## Problem to solve
Which lines in the items below contain the string "target"? Pull out each such line and copy it in full.

## Supplied records

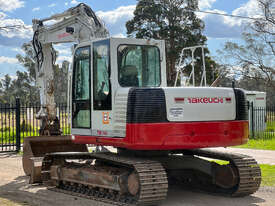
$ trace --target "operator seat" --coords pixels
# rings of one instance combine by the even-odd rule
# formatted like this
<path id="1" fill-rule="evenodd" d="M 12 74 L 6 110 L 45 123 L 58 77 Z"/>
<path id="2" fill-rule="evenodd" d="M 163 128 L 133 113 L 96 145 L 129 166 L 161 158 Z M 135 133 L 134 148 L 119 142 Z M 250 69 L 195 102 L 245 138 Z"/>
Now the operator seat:
<path id="1" fill-rule="evenodd" d="M 126 65 L 120 70 L 120 85 L 122 87 L 138 87 L 138 71 L 134 65 Z"/>

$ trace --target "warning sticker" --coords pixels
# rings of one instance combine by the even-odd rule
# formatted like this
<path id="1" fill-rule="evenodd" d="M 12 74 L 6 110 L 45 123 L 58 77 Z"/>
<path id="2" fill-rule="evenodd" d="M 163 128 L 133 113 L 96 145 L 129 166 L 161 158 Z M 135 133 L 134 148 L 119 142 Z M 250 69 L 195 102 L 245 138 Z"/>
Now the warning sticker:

## Written reply
$ trace --target "operator seat" --coords pixels
$ trace --target "warning sticker" --coords pixels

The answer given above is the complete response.